→ **What you will do**:
Reproduce word for word the lines between those holding "Target: red running shoe" and "Target: man in white headband", inclusive, and nothing else from the data below.

→ **Available data**:
((
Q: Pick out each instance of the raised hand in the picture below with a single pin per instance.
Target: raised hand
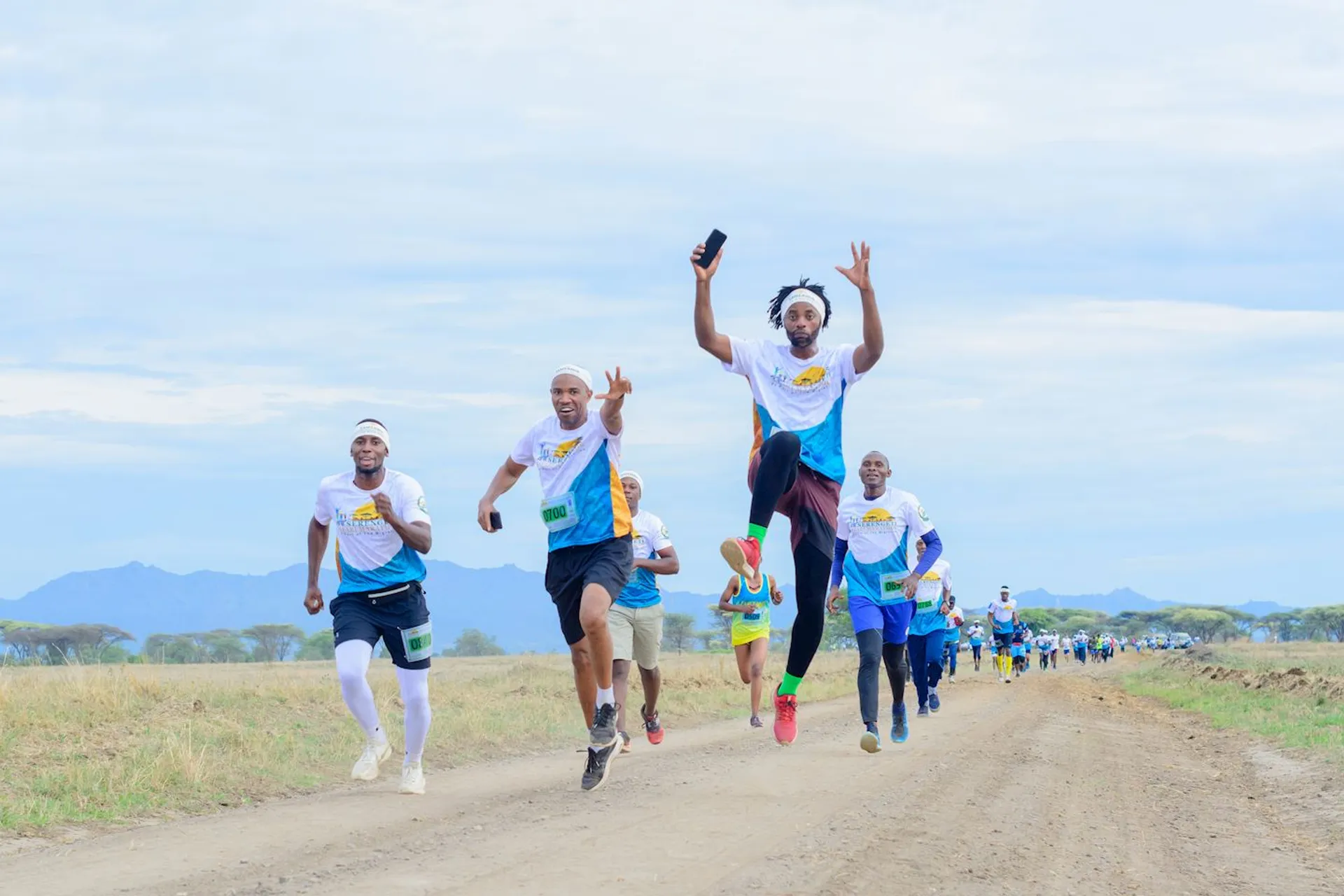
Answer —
(616, 386)
(704, 274)
(384, 505)
(859, 273)
(314, 601)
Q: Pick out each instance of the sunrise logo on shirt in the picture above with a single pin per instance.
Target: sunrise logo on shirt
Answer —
(875, 520)
(811, 377)
(558, 454)
(365, 512)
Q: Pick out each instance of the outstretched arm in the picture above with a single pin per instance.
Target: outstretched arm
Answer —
(866, 356)
(504, 479)
(706, 335)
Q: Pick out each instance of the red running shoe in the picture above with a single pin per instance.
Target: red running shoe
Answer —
(743, 555)
(785, 718)
(652, 727)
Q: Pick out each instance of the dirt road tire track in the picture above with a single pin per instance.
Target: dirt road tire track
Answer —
(1057, 783)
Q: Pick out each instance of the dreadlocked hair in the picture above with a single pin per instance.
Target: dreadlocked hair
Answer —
(776, 309)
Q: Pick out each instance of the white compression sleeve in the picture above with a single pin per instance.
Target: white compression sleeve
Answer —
(353, 668)
(416, 696)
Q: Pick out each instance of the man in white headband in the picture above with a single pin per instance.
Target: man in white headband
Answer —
(797, 464)
(382, 530)
(577, 457)
(636, 617)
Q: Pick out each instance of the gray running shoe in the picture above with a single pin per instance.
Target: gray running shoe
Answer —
(598, 764)
(603, 734)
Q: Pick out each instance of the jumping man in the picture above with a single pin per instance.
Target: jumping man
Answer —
(590, 555)
(797, 464)
(382, 530)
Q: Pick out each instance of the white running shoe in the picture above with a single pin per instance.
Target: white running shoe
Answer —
(413, 780)
(375, 754)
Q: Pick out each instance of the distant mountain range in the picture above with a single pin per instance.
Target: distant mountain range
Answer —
(505, 602)
(1124, 599)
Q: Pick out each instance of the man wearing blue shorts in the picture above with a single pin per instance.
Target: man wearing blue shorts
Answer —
(873, 555)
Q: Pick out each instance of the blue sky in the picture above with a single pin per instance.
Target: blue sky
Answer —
(1105, 248)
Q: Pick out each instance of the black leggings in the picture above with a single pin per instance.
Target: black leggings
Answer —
(776, 475)
(811, 575)
(894, 657)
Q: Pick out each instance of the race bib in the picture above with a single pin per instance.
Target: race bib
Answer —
(419, 643)
(890, 589)
(559, 514)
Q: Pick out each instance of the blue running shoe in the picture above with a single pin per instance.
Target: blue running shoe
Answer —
(899, 729)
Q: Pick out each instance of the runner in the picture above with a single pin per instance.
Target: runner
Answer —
(952, 638)
(749, 601)
(636, 618)
(1003, 620)
(797, 465)
(382, 530)
(873, 555)
(590, 555)
(977, 638)
(926, 628)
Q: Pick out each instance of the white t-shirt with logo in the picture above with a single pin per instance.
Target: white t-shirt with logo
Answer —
(370, 555)
(797, 396)
(650, 538)
(582, 500)
(881, 535)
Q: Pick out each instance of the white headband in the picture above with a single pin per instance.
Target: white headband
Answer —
(574, 370)
(378, 430)
(806, 298)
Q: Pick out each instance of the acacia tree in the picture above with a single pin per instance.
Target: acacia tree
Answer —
(678, 631)
(272, 643)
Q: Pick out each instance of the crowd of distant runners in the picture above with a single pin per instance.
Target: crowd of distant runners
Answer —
(873, 551)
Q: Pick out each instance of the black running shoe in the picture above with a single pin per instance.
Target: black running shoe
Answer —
(598, 764)
(603, 734)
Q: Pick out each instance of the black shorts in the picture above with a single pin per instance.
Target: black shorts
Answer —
(370, 615)
(570, 570)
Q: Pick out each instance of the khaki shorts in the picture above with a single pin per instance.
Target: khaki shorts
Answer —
(636, 633)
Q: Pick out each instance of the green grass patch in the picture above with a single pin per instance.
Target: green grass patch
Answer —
(1303, 722)
(111, 743)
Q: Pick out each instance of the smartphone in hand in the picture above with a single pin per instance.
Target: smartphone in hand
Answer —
(711, 248)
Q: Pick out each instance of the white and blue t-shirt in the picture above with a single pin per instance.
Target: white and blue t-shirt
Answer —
(881, 535)
(648, 538)
(1000, 615)
(804, 397)
(582, 501)
(929, 597)
(370, 555)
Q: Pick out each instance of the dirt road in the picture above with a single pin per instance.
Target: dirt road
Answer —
(1057, 783)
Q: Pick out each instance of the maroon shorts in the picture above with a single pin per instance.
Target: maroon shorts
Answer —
(811, 505)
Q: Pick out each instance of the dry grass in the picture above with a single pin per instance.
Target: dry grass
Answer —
(109, 743)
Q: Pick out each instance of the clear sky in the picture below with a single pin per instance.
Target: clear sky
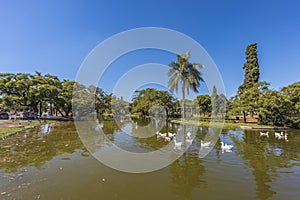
))
→ **Exercise answer**:
Target: red running shoe
Answer —
(743, 555)
(785, 718)
(652, 727)
Q: Pick out each instance of the dirt road tire track in the picture above with a single pin per instance.
Target: dirt road tire track
Answer —
(1057, 783)
Q: Pick out each instance of the dreadlocked hair in the picture above with a single pin per instance.
Target: dreadlocked hair
Answer —
(776, 309)
Q: Pick out each instance of the white compression sleeve in the picture above with a single pin per instance.
Target: white compression sleeve
Answer —
(353, 668)
(416, 696)
Q: Pick out each instance of the man in white headband in the picture above with a single pin per instance.
Target: man in white headband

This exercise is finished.